**Work to be completed**
The line containing "locate green leaf -- one point per instance" marks where copying starts, so set down that line and each one after it exactly, through the end of the records.

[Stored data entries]
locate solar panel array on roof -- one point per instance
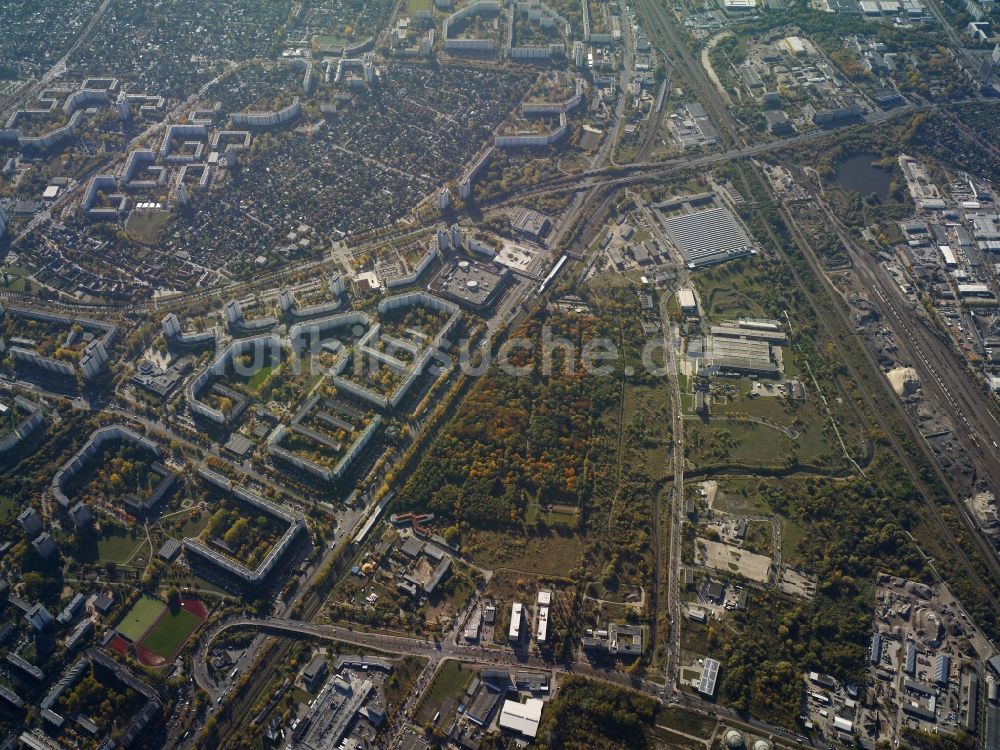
(709, 676)
(941, 666)
(709, 236)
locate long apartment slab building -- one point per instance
(231, 566)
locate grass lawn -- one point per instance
(329, 40)
(258, 378)
(117, 546)
(9, 506)
(400, 683)
(143, 613)
(194, 525)
(170, 632)
(552, 554)
(449, 684)
(146, 226)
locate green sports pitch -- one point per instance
(170, 632)
(143, 614)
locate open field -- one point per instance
(146, 226)
(446, 691)
(731, 559)
(118, 546)
(143, 614)
(171, 631)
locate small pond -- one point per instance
(858, 174)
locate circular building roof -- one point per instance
(733, 739)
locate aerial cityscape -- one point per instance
(485, 374)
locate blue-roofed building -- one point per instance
(911, 658)
(942, 664)
(876, 650)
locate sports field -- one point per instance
(165, 638)
(143, 614)
(170, 632)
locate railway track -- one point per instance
(877, 409)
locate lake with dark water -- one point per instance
(858, 174)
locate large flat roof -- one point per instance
(708, 236)
(522, 717)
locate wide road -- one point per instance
(944, 380)
(480, 655)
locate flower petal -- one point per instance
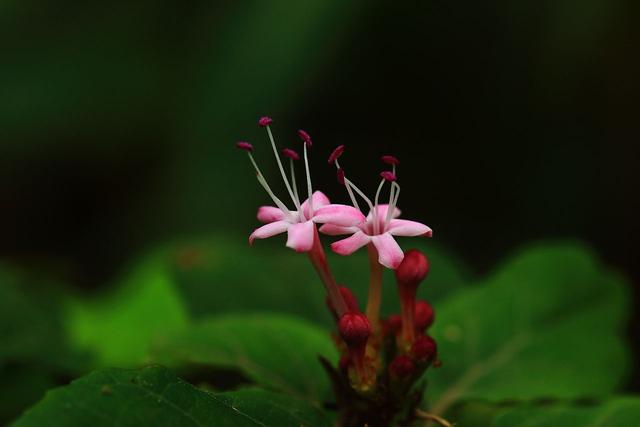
(300, 236)
(337, 230)
(269, 214)
(342, 215)
(269, 230)
(389, 253)
(319, 200)
(403, 227)
(350, 244)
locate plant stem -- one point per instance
(432, 417)
(319, 261)
(375, 288)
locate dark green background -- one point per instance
(514, 120)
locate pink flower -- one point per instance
(389, 253)
(301, 228)
(382, 223)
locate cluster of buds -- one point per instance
(382, 359)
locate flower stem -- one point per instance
(375, 287)
(319, 260)
(408, 309)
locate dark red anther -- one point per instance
(424, 316)
(287, 152)
(389, 176)
(336, 154)
(424, 349)
(244, 145)
(390, 160)
(265, 121)
(402, 366)
(305, 137)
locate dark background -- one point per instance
(514, 120)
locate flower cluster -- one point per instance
(381, 358)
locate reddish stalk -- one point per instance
(319, 260)
(375, 287)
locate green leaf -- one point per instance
(226, 275)
(279, 352)
(623, 411)
(119, 327)
(154, 396)
(549, 323)
(617, 411)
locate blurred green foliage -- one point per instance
(531, 330)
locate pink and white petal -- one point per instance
(389, 253)
(382, 212)
(336, 230)
(350, 244)
(300, 236)
(269, 214)
(319, 200)
(404, 227)
(269, 230)
(342, 215)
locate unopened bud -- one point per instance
(424, 315)
(349, 299)
(354, 329)
(305, 137)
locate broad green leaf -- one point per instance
(34, 353)
(154, 396)
(226, 275)
(622, 411)
(619, 412)
(548, 323)
(119, 327)
(279, 352)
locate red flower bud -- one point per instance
(424, 349)
(411, 271)
(392, 324)
(424, 315)
(388, 176)
(349, 299)
(354, 329)
(305, 137)
(402, 366)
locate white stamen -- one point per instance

**Final answer**
locate green leaf -- one point per instance
(226, 275)
(279, 352)
(623, 411)
(119, 327)
(154, 396)
(549, 323)
(617, 411)
locate blurred green foliage -- one point per instance
(531, 330)
locate pink and white petal -- one point per instance
(389, 253)
(382, 212)
(336, 230)
(350, 244)
(300, 236)
(269, 214)
(319, 200)
(404, 227)
(269, 230)
(342, 215)
locate unopened bud -- one point per instance
(424, 315)
(349, 299)
(354, 329)
(305, 137)
locate broad green leaf -- one point per instance
(34, 353)
(154, 396)
(226, 275)
(622, 411)
(619, 412)
(548, 323)
(119, 327)
(279, 352)
locate red flower bud -- one point per instance
(424, 349)
(411, 271)
(392, 324)
(424, 315)
(388, 176)
(349, 299)
(354, 329)
(305, 137)
(402, 366)
locate white stamen -- one point per instance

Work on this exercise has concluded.